Da sinistra verso destra: Nicola Morra, il prefetto Roberta Lulli, Salvatore Solano ed il cugino Giuseppe D’Amico

La Provincia di Vibo ad esempio, è ancora governata da un presidente, Salvatore Solano, ex FI, poi sfiduciato dagli azzurri, oggi imputato per corruzione, estorsione elettorale e turbata libertà degli incanti con l’aggravante mafiosa nel processo Petrol-Mafia, messo in piedi dal procuratore Gratteri. Ma, per un corto circuito che suona come ulteriore beffa allo Stato, non solo non è stata inviata la commissione d’accesso ma, come rileva pochi giorni fa ancora l’ex senatore Morra, “quel presidente della Provincia ha adottato un Piano di Performance dell’ente che prevede anche l’azione di contrasto alla corruzione”. [Continua in basso]

Vito Pitaro, Michele Comito, Giuseppe Mangialavori, Roberto Occhiuto e Rosario Varì

Mangialavori, il vertice del partito in Calabria, non risulta abbia fatto luce sulla zona grigia. Anzi. Il Comune di Vibo, dov’è sindaco Maria Limardo, sua fedelissima e zia del suo braccio destro, è nel mirino di accessi frequenti della Guardia di Finanza, e i più pessimisti temono lo scioglimento; Vito Pitaro, già consigliere regionale nell’era Santelli (eletto da lui), non è stato ricandidato per analoghi rapporti chiacchierati. Al suo posto, è stata poi “benedetta” Valeria Fedele, oggi consigliera regionale dal background controverso e non priva di conflitti di interessi: figlia di Filadelfio, imprenditore in più casi indagato e assolto, che addirittura avrebbe provato a fare allontanare in vari modi l’allora fidanzato di sua figlia, già in odore di ‘ndragheta, che sarebbe diventato killer. Mentre Valeria, da grande, è diventata la compagna del più risoluto Gennaro D’Addosio (napoletano, ex politico vicino a Sergio De Gregorio), la cui azienda di famiglia è la Energy Max Plus srl, che vince commesse sia in Campania che in Calabria.

########################################

### Consegna 1
Rispondi a queste domande sul testo di studio.
(a) Per quali reati è imputato Salvatore Solano nel processo Petrol-Mafia?
(b) Chi è sindaco del Comune di Vibo?
(c) Come si chiama l'azienda di famiglia di Gennaro D'Addosio?
### Consegna 2
Elenca tutte le persone nominate nella didascalia del testo di studio che comincia con «Vito Pitaro».
Si fa riferimento soltanto al testo di studio, senza altre fonti.

########################################

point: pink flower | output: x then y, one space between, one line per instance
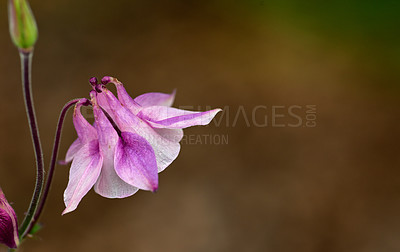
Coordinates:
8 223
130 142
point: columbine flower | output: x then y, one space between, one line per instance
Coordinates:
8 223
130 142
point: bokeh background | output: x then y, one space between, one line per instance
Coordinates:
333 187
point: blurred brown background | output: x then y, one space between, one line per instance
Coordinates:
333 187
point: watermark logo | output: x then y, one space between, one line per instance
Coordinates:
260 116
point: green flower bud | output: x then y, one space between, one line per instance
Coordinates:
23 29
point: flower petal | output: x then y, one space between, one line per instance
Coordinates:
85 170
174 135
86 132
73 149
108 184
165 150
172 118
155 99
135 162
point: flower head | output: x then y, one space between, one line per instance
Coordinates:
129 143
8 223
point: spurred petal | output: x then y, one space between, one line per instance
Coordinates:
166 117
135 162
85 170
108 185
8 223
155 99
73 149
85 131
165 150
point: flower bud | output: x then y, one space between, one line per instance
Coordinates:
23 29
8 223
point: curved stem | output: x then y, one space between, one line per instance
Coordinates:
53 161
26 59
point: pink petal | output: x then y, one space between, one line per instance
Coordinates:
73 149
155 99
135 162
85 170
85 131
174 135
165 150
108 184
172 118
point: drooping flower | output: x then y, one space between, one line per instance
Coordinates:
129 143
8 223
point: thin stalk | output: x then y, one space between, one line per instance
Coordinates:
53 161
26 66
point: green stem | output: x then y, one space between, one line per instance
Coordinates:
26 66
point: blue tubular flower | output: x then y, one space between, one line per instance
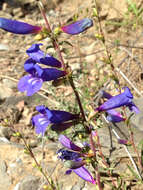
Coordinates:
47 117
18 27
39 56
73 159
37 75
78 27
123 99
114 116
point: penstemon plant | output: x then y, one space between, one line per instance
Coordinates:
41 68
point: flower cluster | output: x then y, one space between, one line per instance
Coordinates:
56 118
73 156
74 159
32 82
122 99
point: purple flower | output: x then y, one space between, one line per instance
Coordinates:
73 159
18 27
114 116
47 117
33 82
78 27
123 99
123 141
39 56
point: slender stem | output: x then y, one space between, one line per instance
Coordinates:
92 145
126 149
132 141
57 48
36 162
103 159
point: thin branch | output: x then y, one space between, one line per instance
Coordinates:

########################################

### Soluzione svolta 1
(a) Per corruzione, estorsione elettorale e turbata libertà degli incanti, con l'aggravante mafiosa.
(b) Maria Limardo.
(c) Energy Max Plus srl.

### Soluzione svolta 2
Vito Pitaro, Michele Comito, Giuseppe Mangialavori, Roberto Occhiuto e Rosario Varì.